* TEXT SECTION:
◇ ◇ ◇ ◇ ◇ ◇ ◇

It would be nice to see some Alternatives Considered/Future Directions with some discussion about other approaches. For instance, from a lot of discussion in Automatic Codable conformance for enums with associated values that themselves conform to Codable and similar threads, we know that different folks have differing opinions on what they would expect to be a default implementation based on their needs.
- As part of that, I'd be curious to see some discussion about potentials for customization of synthesis (whether planned/declared to be an anti-goal/etc.), primarily, strategies for using a discriminator vs. not

drexin · October 27, 2020, 6:59pm

Those are very good points, thanks for bringing them up.

I think right now we have the following options:

Use the same structure as for the other cases, i.e. { "load": {} } or { "load": [] }
Make it a string, i.e. "load"

Using the default structure would certainly make it easier for the code generation and also there is currently no way to check if a key within a container points to a value or a nested container. So in this case we would need to use container.nestedContainer and catch the error if it doesn't exist. It would certainly be nicer to have a version of this function that returns an optional, so maybe that is something to consider adding.

◇ ◇ ◇ ◇ ◇ ◇ ◇

[Object position labeling rows]
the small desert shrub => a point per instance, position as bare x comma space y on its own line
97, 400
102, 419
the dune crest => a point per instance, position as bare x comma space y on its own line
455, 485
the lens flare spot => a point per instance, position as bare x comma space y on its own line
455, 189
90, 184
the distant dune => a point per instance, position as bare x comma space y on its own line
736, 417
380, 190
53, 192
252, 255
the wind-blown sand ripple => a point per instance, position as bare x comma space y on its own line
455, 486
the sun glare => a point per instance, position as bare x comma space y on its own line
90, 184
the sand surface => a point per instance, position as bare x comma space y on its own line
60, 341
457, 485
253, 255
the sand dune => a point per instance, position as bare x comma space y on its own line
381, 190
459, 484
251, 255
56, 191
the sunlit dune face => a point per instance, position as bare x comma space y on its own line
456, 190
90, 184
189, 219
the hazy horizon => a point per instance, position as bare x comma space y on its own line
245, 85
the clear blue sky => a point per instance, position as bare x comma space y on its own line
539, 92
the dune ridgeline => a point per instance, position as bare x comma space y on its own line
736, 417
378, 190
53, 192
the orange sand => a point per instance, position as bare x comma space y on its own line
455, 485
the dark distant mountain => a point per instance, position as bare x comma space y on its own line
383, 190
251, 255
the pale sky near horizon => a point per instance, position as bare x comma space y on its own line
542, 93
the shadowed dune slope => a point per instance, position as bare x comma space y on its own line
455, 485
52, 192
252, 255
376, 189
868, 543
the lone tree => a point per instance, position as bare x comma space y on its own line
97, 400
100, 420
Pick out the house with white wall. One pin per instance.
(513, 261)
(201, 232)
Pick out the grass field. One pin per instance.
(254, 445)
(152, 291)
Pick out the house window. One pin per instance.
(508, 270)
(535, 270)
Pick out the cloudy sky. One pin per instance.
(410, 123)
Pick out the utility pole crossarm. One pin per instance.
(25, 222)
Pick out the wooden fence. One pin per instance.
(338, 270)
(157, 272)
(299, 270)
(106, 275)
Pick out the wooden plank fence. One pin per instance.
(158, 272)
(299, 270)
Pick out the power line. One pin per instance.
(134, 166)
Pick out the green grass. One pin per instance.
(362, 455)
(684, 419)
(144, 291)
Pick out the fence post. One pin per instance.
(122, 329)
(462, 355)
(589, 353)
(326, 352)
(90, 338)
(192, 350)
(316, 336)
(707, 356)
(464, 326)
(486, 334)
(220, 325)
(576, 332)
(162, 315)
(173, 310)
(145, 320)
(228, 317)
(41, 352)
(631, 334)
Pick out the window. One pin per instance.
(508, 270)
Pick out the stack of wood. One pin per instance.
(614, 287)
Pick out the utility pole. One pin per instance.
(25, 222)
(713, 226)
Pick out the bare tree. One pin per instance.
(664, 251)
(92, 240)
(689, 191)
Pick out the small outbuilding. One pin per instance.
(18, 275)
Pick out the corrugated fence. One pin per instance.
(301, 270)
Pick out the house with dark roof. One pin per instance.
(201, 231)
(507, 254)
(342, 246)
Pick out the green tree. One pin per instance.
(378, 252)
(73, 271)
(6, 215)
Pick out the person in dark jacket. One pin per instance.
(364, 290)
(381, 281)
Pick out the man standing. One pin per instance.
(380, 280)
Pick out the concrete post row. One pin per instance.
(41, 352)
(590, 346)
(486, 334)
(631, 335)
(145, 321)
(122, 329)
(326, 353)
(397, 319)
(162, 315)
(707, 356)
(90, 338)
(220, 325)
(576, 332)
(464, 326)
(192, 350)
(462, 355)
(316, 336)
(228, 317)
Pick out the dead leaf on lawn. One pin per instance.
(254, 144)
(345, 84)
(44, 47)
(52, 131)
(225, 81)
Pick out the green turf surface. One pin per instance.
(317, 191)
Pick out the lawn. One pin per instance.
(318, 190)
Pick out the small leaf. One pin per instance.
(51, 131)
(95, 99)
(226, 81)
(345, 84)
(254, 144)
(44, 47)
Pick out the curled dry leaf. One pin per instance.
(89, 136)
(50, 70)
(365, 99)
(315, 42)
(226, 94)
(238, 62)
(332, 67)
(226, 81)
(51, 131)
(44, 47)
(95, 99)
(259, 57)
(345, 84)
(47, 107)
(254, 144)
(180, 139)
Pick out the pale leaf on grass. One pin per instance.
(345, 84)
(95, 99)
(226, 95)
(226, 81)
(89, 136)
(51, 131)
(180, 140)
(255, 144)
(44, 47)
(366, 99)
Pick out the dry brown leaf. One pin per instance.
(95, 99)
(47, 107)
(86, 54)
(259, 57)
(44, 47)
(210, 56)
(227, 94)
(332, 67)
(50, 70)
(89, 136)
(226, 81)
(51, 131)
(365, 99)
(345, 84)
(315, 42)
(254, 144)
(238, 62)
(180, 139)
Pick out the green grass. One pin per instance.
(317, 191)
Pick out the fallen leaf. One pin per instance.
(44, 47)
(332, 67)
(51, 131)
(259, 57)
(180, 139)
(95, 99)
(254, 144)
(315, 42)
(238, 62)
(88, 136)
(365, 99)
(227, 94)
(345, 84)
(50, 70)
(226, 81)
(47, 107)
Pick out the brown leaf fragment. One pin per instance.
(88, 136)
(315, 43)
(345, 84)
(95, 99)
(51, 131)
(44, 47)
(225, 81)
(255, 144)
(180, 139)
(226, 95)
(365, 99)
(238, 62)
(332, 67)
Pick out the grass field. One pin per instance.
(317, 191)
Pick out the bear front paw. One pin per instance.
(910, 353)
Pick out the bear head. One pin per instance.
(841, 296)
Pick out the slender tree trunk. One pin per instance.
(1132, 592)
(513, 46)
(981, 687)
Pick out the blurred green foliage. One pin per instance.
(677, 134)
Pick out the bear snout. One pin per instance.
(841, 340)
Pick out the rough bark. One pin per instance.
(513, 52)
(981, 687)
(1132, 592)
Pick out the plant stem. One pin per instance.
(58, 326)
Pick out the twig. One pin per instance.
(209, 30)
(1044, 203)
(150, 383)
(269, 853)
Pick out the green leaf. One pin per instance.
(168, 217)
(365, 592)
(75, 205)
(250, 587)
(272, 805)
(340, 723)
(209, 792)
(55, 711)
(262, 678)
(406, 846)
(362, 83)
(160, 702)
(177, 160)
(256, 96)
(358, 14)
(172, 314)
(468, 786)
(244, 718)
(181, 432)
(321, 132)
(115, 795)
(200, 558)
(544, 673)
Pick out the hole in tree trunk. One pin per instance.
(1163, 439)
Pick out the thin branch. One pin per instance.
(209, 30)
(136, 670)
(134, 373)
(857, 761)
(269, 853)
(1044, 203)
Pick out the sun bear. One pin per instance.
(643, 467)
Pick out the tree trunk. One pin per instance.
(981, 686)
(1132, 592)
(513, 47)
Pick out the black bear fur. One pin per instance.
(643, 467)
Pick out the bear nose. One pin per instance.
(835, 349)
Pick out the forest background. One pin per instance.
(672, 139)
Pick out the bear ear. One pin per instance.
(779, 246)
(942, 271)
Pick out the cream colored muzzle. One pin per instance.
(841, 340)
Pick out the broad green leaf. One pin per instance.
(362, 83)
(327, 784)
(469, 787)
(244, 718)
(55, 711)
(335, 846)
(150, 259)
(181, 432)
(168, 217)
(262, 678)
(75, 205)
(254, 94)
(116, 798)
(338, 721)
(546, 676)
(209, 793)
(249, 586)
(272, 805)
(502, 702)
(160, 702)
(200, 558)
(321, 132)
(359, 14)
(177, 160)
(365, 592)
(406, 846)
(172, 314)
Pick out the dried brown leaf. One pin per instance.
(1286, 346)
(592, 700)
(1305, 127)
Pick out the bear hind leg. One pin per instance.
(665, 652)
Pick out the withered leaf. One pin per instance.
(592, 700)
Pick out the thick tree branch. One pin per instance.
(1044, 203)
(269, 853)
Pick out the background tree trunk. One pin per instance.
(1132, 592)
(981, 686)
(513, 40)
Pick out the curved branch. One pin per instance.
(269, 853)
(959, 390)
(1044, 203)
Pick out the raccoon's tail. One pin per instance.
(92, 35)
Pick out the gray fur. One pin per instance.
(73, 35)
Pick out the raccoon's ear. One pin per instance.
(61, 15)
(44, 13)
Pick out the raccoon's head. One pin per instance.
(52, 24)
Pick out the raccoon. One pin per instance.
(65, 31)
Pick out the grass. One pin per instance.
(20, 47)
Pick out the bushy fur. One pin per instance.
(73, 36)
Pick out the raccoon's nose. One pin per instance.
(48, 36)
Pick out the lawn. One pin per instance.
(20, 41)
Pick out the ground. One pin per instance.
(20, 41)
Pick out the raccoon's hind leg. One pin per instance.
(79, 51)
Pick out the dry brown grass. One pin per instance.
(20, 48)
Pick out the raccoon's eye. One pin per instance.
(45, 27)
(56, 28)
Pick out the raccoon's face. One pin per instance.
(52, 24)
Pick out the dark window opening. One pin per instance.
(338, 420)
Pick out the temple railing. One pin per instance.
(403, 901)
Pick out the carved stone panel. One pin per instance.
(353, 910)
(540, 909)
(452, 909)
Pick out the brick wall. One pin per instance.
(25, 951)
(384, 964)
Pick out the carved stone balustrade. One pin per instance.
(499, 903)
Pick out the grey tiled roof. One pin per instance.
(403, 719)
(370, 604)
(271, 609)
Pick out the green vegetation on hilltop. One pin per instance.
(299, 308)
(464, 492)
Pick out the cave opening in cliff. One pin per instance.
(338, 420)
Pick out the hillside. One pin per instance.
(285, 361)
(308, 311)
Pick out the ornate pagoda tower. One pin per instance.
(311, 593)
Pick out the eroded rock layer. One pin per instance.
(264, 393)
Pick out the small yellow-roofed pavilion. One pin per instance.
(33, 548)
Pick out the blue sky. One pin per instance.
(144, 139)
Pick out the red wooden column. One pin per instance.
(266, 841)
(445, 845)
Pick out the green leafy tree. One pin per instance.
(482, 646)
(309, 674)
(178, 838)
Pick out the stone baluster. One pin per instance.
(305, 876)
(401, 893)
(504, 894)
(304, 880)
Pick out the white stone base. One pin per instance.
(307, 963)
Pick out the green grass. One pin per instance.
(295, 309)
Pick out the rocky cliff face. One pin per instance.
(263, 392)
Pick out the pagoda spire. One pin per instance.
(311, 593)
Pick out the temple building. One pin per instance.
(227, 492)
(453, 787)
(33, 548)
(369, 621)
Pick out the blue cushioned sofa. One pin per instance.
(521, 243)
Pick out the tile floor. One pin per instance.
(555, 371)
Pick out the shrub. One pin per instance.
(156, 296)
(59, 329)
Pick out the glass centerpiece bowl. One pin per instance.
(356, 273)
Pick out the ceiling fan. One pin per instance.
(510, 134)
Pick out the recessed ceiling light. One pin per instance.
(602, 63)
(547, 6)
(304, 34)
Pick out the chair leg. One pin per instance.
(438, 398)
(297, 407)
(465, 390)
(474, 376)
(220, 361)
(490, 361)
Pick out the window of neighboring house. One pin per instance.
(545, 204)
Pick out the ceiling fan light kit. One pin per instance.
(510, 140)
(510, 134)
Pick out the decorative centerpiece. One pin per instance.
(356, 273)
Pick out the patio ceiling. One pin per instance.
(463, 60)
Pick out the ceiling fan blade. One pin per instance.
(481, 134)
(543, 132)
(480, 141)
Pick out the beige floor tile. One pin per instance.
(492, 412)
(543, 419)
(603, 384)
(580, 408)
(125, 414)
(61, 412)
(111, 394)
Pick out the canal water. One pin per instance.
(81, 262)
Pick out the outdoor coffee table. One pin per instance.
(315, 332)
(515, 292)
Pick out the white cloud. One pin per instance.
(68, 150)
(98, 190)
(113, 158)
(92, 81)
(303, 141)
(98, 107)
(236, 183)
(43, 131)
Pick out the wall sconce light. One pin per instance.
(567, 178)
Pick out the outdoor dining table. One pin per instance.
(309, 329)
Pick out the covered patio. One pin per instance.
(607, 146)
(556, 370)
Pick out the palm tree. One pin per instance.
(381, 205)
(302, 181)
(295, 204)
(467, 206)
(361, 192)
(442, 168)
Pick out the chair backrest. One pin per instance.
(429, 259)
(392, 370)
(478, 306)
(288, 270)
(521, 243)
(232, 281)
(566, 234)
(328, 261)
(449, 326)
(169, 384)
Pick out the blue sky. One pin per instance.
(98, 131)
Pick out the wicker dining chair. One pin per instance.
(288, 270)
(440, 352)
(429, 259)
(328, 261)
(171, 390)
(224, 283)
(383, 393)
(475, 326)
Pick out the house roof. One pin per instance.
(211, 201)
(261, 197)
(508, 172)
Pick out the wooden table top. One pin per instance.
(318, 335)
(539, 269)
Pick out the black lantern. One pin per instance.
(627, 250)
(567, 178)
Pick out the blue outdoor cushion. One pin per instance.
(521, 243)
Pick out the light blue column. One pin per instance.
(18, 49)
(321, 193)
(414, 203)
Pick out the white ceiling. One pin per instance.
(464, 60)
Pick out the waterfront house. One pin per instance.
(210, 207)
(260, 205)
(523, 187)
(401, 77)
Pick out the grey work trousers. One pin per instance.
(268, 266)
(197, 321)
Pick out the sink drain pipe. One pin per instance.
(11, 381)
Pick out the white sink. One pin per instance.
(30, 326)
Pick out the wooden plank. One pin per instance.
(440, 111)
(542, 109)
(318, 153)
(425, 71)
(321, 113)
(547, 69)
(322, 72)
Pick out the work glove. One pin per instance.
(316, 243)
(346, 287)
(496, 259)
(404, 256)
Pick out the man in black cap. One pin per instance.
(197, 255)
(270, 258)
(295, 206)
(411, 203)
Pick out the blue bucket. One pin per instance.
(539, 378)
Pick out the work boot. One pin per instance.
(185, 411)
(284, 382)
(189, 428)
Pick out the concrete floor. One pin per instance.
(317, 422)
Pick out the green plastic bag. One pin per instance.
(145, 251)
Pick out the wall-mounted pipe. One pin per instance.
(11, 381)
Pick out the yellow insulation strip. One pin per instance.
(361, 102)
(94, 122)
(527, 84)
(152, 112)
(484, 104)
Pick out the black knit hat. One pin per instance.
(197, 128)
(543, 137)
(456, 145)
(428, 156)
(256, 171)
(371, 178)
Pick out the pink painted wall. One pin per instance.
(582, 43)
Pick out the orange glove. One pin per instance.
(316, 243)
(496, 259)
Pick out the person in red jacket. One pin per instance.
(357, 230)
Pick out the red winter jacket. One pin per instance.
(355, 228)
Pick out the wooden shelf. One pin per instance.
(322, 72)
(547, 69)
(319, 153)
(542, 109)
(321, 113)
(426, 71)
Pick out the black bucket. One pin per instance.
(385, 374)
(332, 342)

◇ ◇ ◇ ◇ ◇ ◇ ◇

* WHAT THIS EXERCISE ASKS:
[1] In the forum thread on Codable synthesis for enums, why would decoding a case with the default structure require calling container.nestedContainer and catching the error?
[2] Write the next part of the forum thread on Codable synthesis for enums, picking up after its final sentence.

* WRITTEN ANSWERS:
[1] There is currently no way to check whether a key within a container points to a value or to a nested container. So the code has to try container.nestedContainer and catch the error if the nested container doesn't exist. A version of that function that returns an optional would be nicer.

[2]
I think one thing that speaks against using raw values as the default behavior is consistency.

I'm not sure there is a good way to represent this and I'm also not sure this is a very common case for serialization. I'm open for suggestions on this one, but I am leaning towards disallowing this for auto-synthesis for now.
I'll add some thoughts on the alternatives to the pitch later. Thanks for pointing this out.

itaiferber · October 27, 2020, 8:20pm

Thanks for the consideration! I think there's a lot of potential here. Some additional thoughts:

I'm not entirely sure what you mean by this; do you mind elaborating? As in, determining the difference between "load" and {"load": ...} directly from the Decoder instance itself, or something else?

Although I agree that consistency is definitely nice, one thing to consider is the evolution of enums over time. Code which uses an enum like

enum Foo: Codable {
    case bar
    case baz
}

If it later adds a

case quux(String)

it would no longer be able to decode previously-encoded .bar and .baz values, which could have encoded as single values. It might be surprising that the addition of one enum case with associated values would change the encoded representation of all of the other values too (and potentially silently at that).

Although I've seen enums like this in the wild, I mostly brought this up as something worth explicitly calling out in the pitch and the implementation. I don't necessarily think there needs to be a different representation for these two cases, just clearly spelled-out rules about what would happen (e.g., enum cases like this are attempted in order, always). I think disallowing these altogether might introduce a bit more pain than is needed, but just my opinion.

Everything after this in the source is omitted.